◆ **Etapas do exercício**:
A: No trecho sobre mulheres na pandemia de COVID-19, liste para quem, segundo Dominique Day, as mulheres negras exigem justiça e qualidade de vida.
B: Retome o trecho sobre mulheres na pandemia de COVID-19, escrevendo a continuação depois da última frase.

◆ **Trecho para leitura**:
===============

Em pelos menos 11% desses lares há um adensamento excessivo dentro das casas. Essa situação é particularmente alarmante no contexto atual de pandemia da COVID-19, em que higiene e distanciamento físico são imprescindíveis para a prevenção do contágio.
“Estamos vivendo um momento importante, no qual enfrentamos uma emergência sanitária sem precedentes”, diz Dominique Day, vice-presidente do Grupo de Trabalho da ONU sobre Afrodescendentes. “O que as mulheres negras exigem é nada além de justiça social, justiça racial e igualdade de oportunidades e qualidade de vida para si, para seus filhos, suas comunidades”.
Assim como os dados sobre a disseminação do vírus da COVID-19 no país, os números da violência doméstica nesse período também podem estar subnotificados.
Diante disso, diversas organizações e o governo federal têm lançado campanhas sistemáticas de conscientização, enfatizando os canais de apoio — como o Ligue 180, a Central de Atendimento à Mulher em Situação de Violência.

===============

◆ **Listagem extraída**:

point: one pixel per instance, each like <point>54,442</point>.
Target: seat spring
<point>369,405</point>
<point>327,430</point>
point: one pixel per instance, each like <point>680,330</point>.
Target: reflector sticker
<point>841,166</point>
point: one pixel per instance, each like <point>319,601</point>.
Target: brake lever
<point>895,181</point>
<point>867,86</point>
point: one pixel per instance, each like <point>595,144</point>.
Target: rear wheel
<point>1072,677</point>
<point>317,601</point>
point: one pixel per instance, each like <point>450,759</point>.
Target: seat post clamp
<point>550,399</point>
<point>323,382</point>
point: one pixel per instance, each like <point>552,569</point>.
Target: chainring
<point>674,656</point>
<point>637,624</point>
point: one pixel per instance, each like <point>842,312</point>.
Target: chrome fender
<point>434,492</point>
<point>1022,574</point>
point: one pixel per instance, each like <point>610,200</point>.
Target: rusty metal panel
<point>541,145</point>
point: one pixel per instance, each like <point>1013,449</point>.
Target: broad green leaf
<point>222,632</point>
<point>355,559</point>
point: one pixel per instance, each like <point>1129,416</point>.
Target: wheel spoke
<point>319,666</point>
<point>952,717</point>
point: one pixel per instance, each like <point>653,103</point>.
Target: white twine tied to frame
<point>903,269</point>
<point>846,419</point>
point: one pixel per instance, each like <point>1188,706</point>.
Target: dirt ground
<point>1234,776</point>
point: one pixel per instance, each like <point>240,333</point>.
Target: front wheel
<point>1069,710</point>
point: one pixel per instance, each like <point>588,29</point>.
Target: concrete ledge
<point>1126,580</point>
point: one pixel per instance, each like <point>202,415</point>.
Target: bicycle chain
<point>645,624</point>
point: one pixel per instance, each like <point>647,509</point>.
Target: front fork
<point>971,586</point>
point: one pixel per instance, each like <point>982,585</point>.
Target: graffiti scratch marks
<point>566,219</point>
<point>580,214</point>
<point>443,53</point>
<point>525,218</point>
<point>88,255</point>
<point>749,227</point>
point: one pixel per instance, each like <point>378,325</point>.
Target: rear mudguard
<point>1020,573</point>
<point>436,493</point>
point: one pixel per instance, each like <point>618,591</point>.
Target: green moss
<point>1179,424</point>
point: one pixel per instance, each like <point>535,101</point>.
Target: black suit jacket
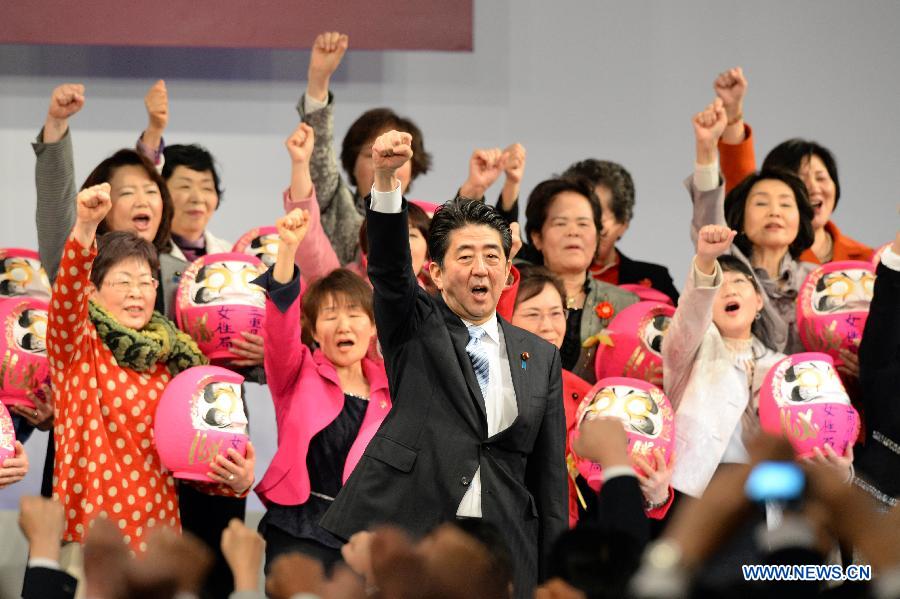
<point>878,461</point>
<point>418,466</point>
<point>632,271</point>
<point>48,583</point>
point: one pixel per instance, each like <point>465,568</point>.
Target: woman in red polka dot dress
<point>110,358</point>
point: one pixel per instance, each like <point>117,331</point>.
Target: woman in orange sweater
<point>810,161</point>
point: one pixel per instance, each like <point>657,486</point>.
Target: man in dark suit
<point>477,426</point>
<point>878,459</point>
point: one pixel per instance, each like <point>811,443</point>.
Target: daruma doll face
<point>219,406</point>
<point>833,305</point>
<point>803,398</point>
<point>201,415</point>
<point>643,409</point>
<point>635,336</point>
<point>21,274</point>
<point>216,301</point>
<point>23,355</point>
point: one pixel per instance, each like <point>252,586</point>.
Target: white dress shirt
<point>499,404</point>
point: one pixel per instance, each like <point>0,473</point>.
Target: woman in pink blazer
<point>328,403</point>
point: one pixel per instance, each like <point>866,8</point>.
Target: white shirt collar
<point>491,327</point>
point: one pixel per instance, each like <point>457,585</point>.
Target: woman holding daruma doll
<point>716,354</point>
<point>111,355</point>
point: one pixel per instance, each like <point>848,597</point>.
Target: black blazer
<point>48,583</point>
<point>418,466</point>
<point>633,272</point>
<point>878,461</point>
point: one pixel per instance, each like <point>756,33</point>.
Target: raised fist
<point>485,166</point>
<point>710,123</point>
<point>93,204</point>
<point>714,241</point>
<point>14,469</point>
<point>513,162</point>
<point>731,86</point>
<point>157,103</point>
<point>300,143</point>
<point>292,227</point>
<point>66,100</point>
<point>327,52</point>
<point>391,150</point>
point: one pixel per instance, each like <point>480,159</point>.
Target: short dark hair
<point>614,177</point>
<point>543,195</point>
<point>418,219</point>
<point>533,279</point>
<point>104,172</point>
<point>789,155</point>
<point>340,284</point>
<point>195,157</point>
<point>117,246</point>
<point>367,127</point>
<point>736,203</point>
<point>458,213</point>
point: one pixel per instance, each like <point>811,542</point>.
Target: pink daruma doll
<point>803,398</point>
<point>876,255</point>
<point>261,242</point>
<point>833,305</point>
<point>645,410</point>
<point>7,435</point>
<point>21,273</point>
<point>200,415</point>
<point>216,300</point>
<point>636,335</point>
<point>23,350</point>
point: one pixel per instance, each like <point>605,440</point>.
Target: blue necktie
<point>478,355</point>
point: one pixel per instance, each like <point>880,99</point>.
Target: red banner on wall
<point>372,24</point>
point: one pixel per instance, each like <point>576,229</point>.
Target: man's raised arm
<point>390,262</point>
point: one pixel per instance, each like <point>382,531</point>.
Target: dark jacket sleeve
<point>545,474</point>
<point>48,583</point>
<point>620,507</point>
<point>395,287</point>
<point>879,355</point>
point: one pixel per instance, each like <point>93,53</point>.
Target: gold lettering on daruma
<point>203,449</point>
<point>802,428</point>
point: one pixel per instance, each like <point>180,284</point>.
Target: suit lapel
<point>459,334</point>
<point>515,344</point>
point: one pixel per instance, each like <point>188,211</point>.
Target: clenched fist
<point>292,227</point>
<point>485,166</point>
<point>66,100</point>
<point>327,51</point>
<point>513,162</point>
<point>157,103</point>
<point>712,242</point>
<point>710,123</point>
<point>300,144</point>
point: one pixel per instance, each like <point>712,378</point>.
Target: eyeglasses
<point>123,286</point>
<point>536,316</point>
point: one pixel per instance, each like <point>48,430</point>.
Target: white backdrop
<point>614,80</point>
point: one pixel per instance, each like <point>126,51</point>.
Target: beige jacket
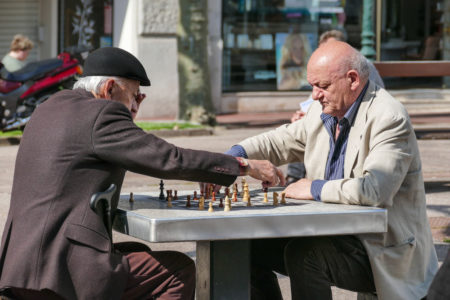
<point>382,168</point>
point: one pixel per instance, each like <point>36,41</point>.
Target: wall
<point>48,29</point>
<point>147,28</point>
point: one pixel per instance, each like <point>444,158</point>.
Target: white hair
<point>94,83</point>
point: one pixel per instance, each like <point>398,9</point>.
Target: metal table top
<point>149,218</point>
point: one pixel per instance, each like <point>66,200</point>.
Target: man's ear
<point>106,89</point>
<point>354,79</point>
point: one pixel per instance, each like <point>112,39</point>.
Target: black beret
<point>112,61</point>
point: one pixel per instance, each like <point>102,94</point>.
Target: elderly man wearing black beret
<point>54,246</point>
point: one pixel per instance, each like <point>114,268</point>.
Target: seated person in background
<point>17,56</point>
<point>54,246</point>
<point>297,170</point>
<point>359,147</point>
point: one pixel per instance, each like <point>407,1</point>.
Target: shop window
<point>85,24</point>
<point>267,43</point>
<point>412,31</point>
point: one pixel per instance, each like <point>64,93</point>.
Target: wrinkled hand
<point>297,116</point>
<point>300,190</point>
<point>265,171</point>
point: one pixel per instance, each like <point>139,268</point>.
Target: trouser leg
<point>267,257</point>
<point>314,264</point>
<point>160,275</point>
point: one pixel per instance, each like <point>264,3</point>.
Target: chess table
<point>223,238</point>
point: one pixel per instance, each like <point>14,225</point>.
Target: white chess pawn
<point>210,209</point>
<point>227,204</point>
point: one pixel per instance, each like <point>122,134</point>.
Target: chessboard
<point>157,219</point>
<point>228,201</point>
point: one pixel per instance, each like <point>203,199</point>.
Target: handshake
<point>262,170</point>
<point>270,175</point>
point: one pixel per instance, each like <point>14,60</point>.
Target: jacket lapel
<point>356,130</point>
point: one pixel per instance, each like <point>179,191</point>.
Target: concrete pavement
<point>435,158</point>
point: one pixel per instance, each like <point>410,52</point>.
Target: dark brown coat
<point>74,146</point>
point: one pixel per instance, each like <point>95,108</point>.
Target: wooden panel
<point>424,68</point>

===============

◆ **Respostas por tarefa**:
A: Para si, para seus filhos e para suas comunidades.

B:
Segundo dados do governo, em abril deste ano, no ápice do período de distanciamento social, a central registrou um aumento de 35,9% no relato de casos de violência contra mulher, em comparação com o mesmo período do ano anterior.
Além de serem as mais afetadas nos casos de agressão doméstica, mulheres negras também estão mais suscetíveis a sofrer outros tipos de violência: segundo o Atlas da Violência 2019, 60% de todas as mulheres assassinadas no Brasil eram negras.
“Nesse momento em que as pessoas estão falando sobre como realmente desmantelar o racismo sistêmico, temos que pensar nas intersecções que ocasionam a misoginia, a homofobia e todo tipo de vulnerabilidade em nossas vidas”, afirma Dominique Day.
Para que essas mudanças ocorram, é preciso empoderar mulheres negras como tomadoras de
decisão na sociedade, de modo que elas deixem de ocupar apenas o campo de beneficiárias de políticas públicas e ocupem também o campo da articulação — algo que ainda está longe de se refletir nos números.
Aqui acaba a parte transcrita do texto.